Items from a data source
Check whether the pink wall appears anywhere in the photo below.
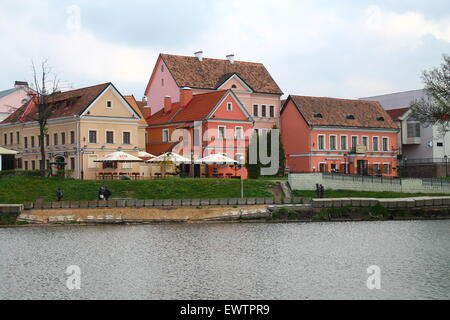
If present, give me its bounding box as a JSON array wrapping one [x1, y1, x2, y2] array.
[[145, 58, 180, 114], [0, 89, 28, 122]]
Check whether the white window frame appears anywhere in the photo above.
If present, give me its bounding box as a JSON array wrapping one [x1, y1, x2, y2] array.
[[252, 103, 260, 117], [161, 129, 170, 142], [381, 137, 389, 152], [317, 134, 327, 151], [105, 130, 116, 144], [122, 130, 132, 146], [234, 126, 244, 140], [88, 129, 98, 144], [350, 135, 359, 149], [339, 134, 348, 150], [372, 136, 380, 152], [217, 126, 227, 140], [330, 134, 338, 151]]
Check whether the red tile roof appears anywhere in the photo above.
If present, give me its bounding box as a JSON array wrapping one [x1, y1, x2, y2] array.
[[160, 54, 283, 94], [2, 82, 111, 124], [386, 108, 409, 120], [146, 90, 228, 125], [146, 141, 180, 156], [287, 95, 397, 129]]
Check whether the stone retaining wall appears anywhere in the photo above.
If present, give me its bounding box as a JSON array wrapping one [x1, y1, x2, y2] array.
[[288, 173, 450, 193]]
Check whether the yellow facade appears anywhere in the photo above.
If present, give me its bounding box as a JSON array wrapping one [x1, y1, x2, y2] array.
[[0, 86, 151, 179]]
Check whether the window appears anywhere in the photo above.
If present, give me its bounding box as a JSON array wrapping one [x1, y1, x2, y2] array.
[[253, 104, 258, 117], [261, 105, 267, 117], [89, 130, 97, 143], [383, 138, 389, 151], [106, 131, 114, 144], [235, 127, 244, 139], [317, 135, 325, 150], [407, 123, 420, 138], [372, 137, 379, 151], [217, 126, 225, 139], [341, 136, 347, 150], [362, 137, 369, 148], [330, 136, 336, 150], [163, 129, 169, 142], [123, 132, 131, 144], [352, 136, 358, 150]]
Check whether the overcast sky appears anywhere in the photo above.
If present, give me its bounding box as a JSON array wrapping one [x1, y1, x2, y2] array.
[[0, 0, 450, 98]]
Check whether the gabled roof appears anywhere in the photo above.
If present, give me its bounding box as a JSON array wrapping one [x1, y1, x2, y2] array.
[[0, 88, 21, 99], [282, 95, 397, 129], [147, 90, 234, 125], [386, 108, 409, 121], [154, 54, 283, 94], [1, 82, 112, 124]]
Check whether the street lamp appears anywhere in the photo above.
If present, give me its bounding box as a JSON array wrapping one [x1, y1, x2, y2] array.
[[444, 155, 448, 178]]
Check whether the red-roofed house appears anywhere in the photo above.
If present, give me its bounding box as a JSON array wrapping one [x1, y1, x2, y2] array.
[[281, 95, 398, 176], [146, 88, 254, 177], [145, 52, 283, 130]]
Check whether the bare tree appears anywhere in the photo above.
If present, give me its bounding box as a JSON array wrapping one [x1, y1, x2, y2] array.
[[411, 54, 450, 137], [31, 60, 60, 176]]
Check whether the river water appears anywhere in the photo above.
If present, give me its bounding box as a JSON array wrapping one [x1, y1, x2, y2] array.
[[0, 220, 450, 299]]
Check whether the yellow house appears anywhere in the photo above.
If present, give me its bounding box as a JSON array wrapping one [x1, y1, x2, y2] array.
[[0, 83, 149, 179]]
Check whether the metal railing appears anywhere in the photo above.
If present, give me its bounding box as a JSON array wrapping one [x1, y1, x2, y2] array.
[[322, 173, 402, 185]]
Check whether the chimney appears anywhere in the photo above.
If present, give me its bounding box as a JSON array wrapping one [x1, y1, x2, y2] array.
[[144, 106, 152, 119], [180, 87, 192, 107], [194, 51, 203, 62], [164, 96, 172, 113], [14, 81, 28, 88]]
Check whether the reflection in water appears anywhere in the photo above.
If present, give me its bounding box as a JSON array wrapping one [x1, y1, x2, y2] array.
[[0, 220, 450, 299]]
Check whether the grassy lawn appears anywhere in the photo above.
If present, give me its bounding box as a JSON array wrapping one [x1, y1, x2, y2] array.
[[292, 189, 449, 198], [0, 176, 273, 203]]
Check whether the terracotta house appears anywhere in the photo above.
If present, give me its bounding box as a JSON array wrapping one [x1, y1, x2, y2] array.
[[281, 95, 399, 176], [145, 51, 283, 131], [146, 88, 254, 177], [0, 83, 148, 179]]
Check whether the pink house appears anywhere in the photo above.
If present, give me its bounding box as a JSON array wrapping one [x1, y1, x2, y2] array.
[[0, 81, 31, 122], [145, 51, 283, 131]]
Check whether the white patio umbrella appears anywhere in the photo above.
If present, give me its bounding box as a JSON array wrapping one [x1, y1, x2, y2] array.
[[94, 151, 144, 179], [195, 153, 238, 164], [146, 152, 191, 163]]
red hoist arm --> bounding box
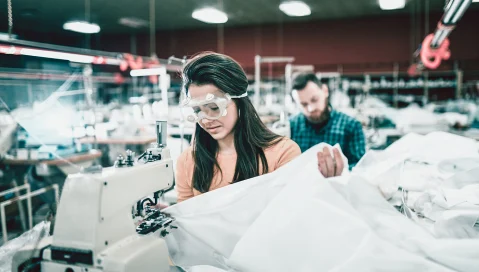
[408,0,472,76]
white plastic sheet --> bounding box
[0,221,50,272]
[166,134,479,271]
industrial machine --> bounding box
[12,121,175,272]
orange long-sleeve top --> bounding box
[176,138,301,202]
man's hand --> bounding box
[318,146,344,178]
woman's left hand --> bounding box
[317,146,344,178]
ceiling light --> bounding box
[118,17,148,28]
[279,1,311,17]
[63,21,100,34]
[379,0,406,10]
[0,32,18,40]
[130,67,166,76]
[191,8,228,24]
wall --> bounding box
[102,11,479,74]
[3,10,479,73]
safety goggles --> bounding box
[181,92,248,123]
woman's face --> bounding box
[188,84,238,141]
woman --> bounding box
[176,53,301,202]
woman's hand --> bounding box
[317,146,344,178]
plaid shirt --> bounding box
[289,110,366,170]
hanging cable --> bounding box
[7,0,13,39]
[217,0,225,53]
[150,0,156,58]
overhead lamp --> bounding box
[279,1,311,17]
[130,67,166,76]
[0,32,18,40]
[191,8,228,24]
[379,0,406,10]
[63,21,100,34]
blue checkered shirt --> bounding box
[289,110,366,170]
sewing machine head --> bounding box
[12,122,174,272]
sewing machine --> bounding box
[12,121,175,272]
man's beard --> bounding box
[306,107,331,125]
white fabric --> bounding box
[165,131,479,272]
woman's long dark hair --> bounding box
[182,52,282,193]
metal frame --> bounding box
[253,55,295,108]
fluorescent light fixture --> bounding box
[0,33,18,40]
[118,17,148,28]
[379,0,406,10]
[63,21,100,34]
[279,1,311,17]
[130,67,166,76]
[191,8,228,24]
[20,48,94,63]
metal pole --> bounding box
[0,203,8,244]
[253,55,261,110]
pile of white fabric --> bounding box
[165,133,479,271]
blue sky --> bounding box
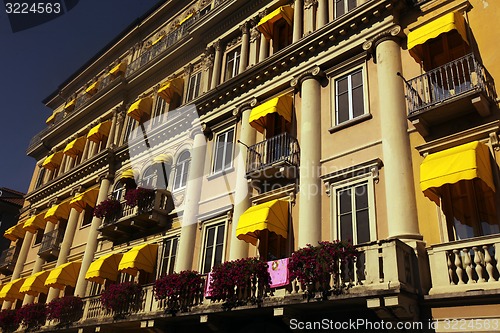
[0,0,158,192]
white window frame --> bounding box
[321,159,382,245]
[223,45,241,81]
[186,71,201,103]
[172,150,192,191]
[199,215,228,273]
[211,126,236,174]
[331,64,370,127]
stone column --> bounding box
[292,67,325,247]
[210,40,222,89]
[363,26,422,239]
[229,99,257,260]
[47,192,80,303]
[175,121,207,272]
[304,0,318,35]
[292,0,304,43]
[248,27,260,67]
[316,0,328,29]
[75,175,113,297]
[238,22,250,73]
[2,232,33,310]
[23,222,55,305]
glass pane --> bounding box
[356,209,370,244]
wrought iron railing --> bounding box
[38,229,64,254]
[406,53,496,115]
[246,133,300,174]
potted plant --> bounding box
[210,258,270,310]
[0,310,19,333]
[153,271,204,315]
[94,198,121,219]
[288,241,357,299]
[47,296,83,325]
[101,282,142,318]
[16,303,47,332]
[125,187,155,208]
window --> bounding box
[159,236,179,276]
[335,182,371,244]
[334,68,365,125]
[334,0,357,18]
[33,229,44,245]
[224,47,241,80]
[441,178,500,241]
[212,127,234,173]
[140,166,158,189]
[152,97,167,125]
[201,222,226,274]
[174,150,191,190]
[186,72,201,102]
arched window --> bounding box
[174,150,191,190]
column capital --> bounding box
[290,66,326,89]
[233,97,258,119]
[363,25,404,62]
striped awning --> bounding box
[118,244,158,276]
[42,150,63,171]
[257,6,293,39]
[85,253,123,284]
[87,120,111,142]
[44,200,71,224]
[19,271,50,296]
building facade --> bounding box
[0,0,500,332]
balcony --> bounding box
[406,54,497,136]
[428,234,500,296]
[38,229,64,261]
[246,133,300,180]
[72,240,419,332]
[0,246,19,275]
[99,190,174,242]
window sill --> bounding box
[328,113,372,134]
[207,166,234,180]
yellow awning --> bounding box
[236,199,288,245]
[127,97,153,121]
[257,6,293,39]
[408,12,468,62]
[23,213,47,234]
[63,136,87,158]
[249,95,293,133]
[420,141,495,203]
[153,154,174,165]
[158,78,184,103]
[42,150,63,171]
[64,98,76,110]
[45,261,82,290]
[151,35,164,46]
[69,187,99,213]
[44,200,71,224]
[3,223,25,242]
[109,62,127,75]
[178,13,193,25]
[87,120,111,142]
[85,81,99,95]
[0,278,24,302]
[85,253,123,284]
[19,271,49,296]
[120,169,135,179]
[118,244,158,275]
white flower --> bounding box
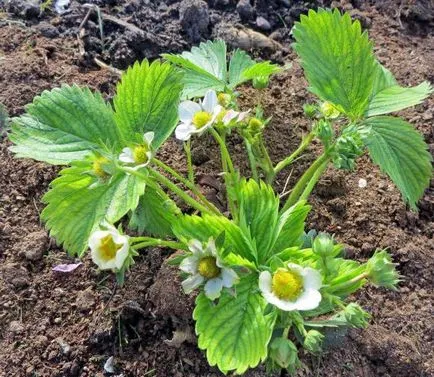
[179,238,238,300]
[175,90,223,141]
[89,225,129,270]
[119,131,154,169]
[259,263,322,312]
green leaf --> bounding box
[113,60,182,148]
[271,201,311,254]
[237,179,279,263]
[366,81,433,117]
[41,161,145,256]
[361,116,432,209]
[128,186,180,237]
[9,85,120,165]
[172,214,256,262]
[193,274,275,374]
[162,40,227,98]
[293,9,377,119]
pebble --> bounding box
[237,0,255,21]
[256,16,271,31]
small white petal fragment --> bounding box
[259,263,322,311]
[359,178,368,188]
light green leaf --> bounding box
[9,85,120,165]
[193,274,275,374]
[237,179,279,263]
[366,81,433,117]
[41,161,145,256]
[293,9,377,119]
[162,40,227,98]
[172,214,256,262]
[113,60,182,148]
[361,116,432,209]
[128,186,180,237]
[268,201,311,257]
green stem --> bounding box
[211,128,238,222]
[244,139,259,182]
[259,134,274,184]
[149,170,212,213]
[327,272,369,293]
[132,237,187,250]
[283,153,330,211]
[152,158,221,215]
[184,139,194,184]
[273,132,315,175]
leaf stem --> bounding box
[152,158,221,215]
[283,152,330,211]
[184,139,194,184]
[273,132,315,175]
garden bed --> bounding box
[0,0,434,377]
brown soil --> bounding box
[0,0,434,377]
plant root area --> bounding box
[0,0,434,377]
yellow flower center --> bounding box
[99,234,122,261]
[133,144,149,164]
[217,93,231,107]
[321,102,339,119]
[271,269,303,301]
[193,111,212,129]
[197,256,220,279]
[92,157,109,178]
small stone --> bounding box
[9,321,25,335]
[237,0,255,21]
[256,16,271,31]
[179,0,209,42]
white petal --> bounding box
[202,90,218,113]
[181,274,204,293]
[221,268,238,288]
[119,148,135,164]
[294,289,321,310]
[188,240,204,256]
[259,271,271,294]
[115,243,130,270]
[143,131,155,147]
[303,267,322,290]
[222,109,239,126]
[175,123,196,141]
[178,101,202,123]
[204,278,223,300]
[179,256,199,275]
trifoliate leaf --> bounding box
[172,214,256,262]
[41,161,145,256]
[128,186,180,237]
[269,201,311,256]
[366,81,433,116]
[293,9,377,119]
[361,116,432,209]
[193,274,275,374]
[9,85,120,165]
[113,60,182,148]
[237,179,279,263]
[163,40,227,98]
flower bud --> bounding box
[366,250,399,289]
[343,302,371,328]
[303,330,324,353]
[320,101,340,119]
[269,338,299,369]
[312,233,335,257]
[303,103,317,118]
[253,76,270,89]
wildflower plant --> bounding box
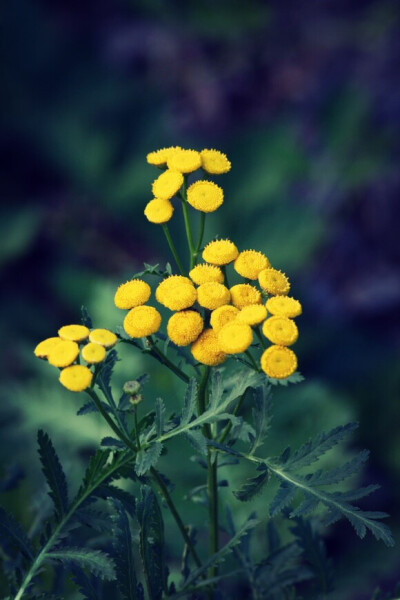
[0,147,393,600]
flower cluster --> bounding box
[144,146,231,225]
[34,325,117,392]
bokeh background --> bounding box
[0,0,400,600]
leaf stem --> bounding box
[162,223,185,275]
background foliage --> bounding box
[0,0,400,600]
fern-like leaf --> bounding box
[46,548,116,581]
[38,429,68,517]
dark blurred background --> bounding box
[0,0,400,600]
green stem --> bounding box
[150,467,202,567]
[254,327,267,350]
[162,223,185,275]
[14,455,132,600]
[147,335,189,383]
[245,350,260,372]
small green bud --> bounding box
[122,380,140,396]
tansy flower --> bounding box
[190,329,226,367]
[47,340,79,367]
[167,310,204,346]
[263,316,299,346]
[265,296,301,318]
[200,149,231,175]
[238,304,267,325]
[59,366,93,392]
[114,279,151,309]
[159,283,197,310]
[144,198,174,225]
[156,275,193,304]
[230,283,260,308]
[261,346,297,379]
[233,250,269,279]
[152,169,183,200]
[197,281,231,310]
[218,320,253,354]
[167,148,201,173]
[89,329,118,348]
[58,325,90,342]
[33,337,62,358]
[82,342,106,365]
[210,304,239,333]
[189,264,224,285]
[203,240,239,265]
[187,180,224,212]
[124,306,161,337]
[258,268,290,296]
[146,146,180,167]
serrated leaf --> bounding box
[137,486,167,600]
[0,506,33,559]
[155,398,166,437]
[46,548,116,581]
[38,429,68,517]
[180,377,198,426]
[233,469,268,502]
[111,500,138,600]
[135,442,163,477]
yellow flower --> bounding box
[218,320,253,354]
[261,346,297,379]
[265,296,301,319]
[187,180,224,212]
[82,342,106,365]
[114,279,151,309]
[59,366,93,392]
[146,146,180,167]
[233,250,269,279]
[189,264,224,285]
[167,148,201,173]
[47,340,79,367]
[258,268,290,296]
[210,304,239,333]
[263,316,299,346]
[237,304,267,325]
[200,149,231,175]
[144,198,174,225]
[89,329,118,348]
[159,283,197,310]
[167,310,204,346]
[190,329,226,367]
[58,325,90,342]
[152,169,183,200]
[124,306,161,337]
[156,275,193,304]
[203,240,239,265]
[197,281,231,310]
[33,337,62,358]
[231,283,261,308]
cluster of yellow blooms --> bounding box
[35,146,302,391]
[34,325,118,392]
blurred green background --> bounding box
[0,0,400,600]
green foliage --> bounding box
[38,429,68,518]
[136,486,167,600]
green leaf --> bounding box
[111,500,139,600]
[180,377,198,426]
[233,467,268,502]
[137,485,167,600]
[135,442,163,477]
[46,548,116,581]
[0,506,33,559]
[38,429,68,518]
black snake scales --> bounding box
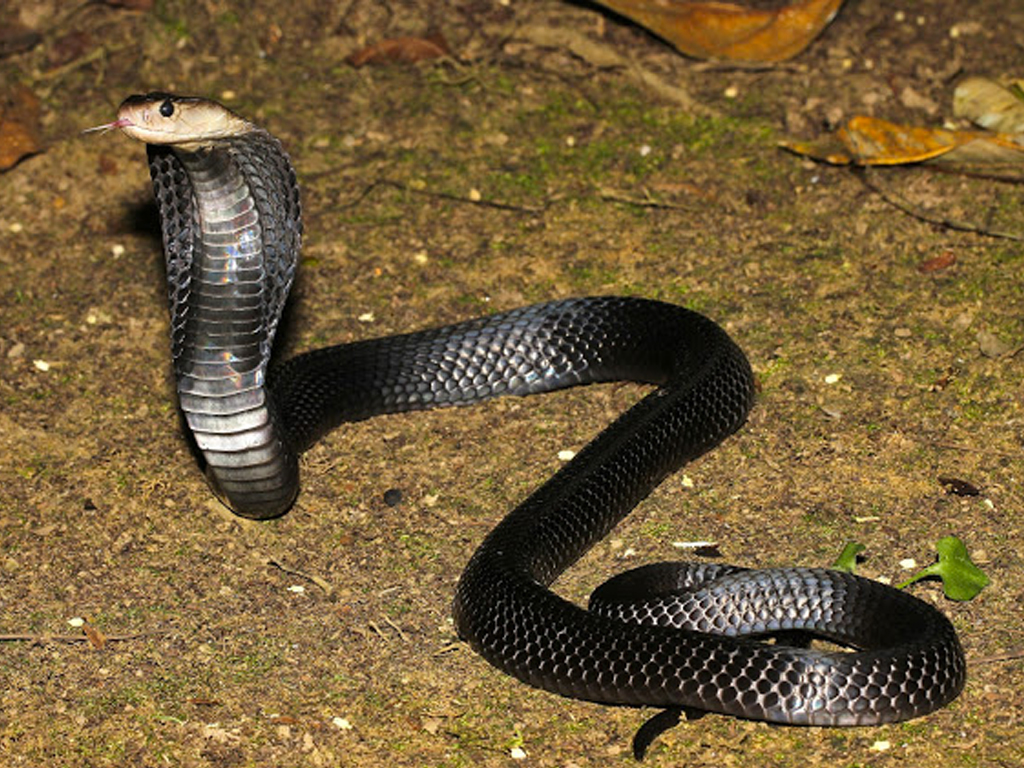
[111,93,965,725]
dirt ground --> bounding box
[0,0,1024,768]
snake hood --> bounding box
[109,91,257,151]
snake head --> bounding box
[99,91,255,151]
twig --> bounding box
[0,632,160,645]
[969,648,1024,665]
[258,552,334,597]
[339,178,557,213]
[598,186,693,211]
[855,168,1024,243]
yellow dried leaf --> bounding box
[0,86,41,171]
[781,116,1024,166]
[597,0,843,61]
[953,77,1024,133]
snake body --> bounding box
[112,93,965,725]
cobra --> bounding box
[108,93,966,725]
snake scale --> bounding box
[109,93,966,725]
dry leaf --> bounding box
[0,22,43,58]
[953,77,1024,133]
[345,34,452,67]
[781,116,1024,166]
[597,0,843,61]
[0,85,42,171]
[82,623,106,650]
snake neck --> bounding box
[150,134,301,518]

== Problem to solve ==
Arrange the lines from the one containing "snake body --> bounding box" through the end of the records as a JSON list of strings, with one string per line and blank lines left out.

== Answer to the exercise ==
[
  "snake body --> bounding box",
  "[112,93,965,725]",
  "cobra --> bounding box",
  "[108,93,966,725]",
  "snake scale --> bounding box",
  "[109,93,966,725]",
  "dry leaf --> bounding box",
  "[0,22,43,58]",
  "[953,77,1024,133]",
  "[345,34,452,67]",
  "[781,116,1024,166]",
  "[597,0,843,61]",
  "[0,85,42,171]",
  "[82,623,106,650]",
  "snake neck --> bounding box",
  "[150,134,301,518]"
]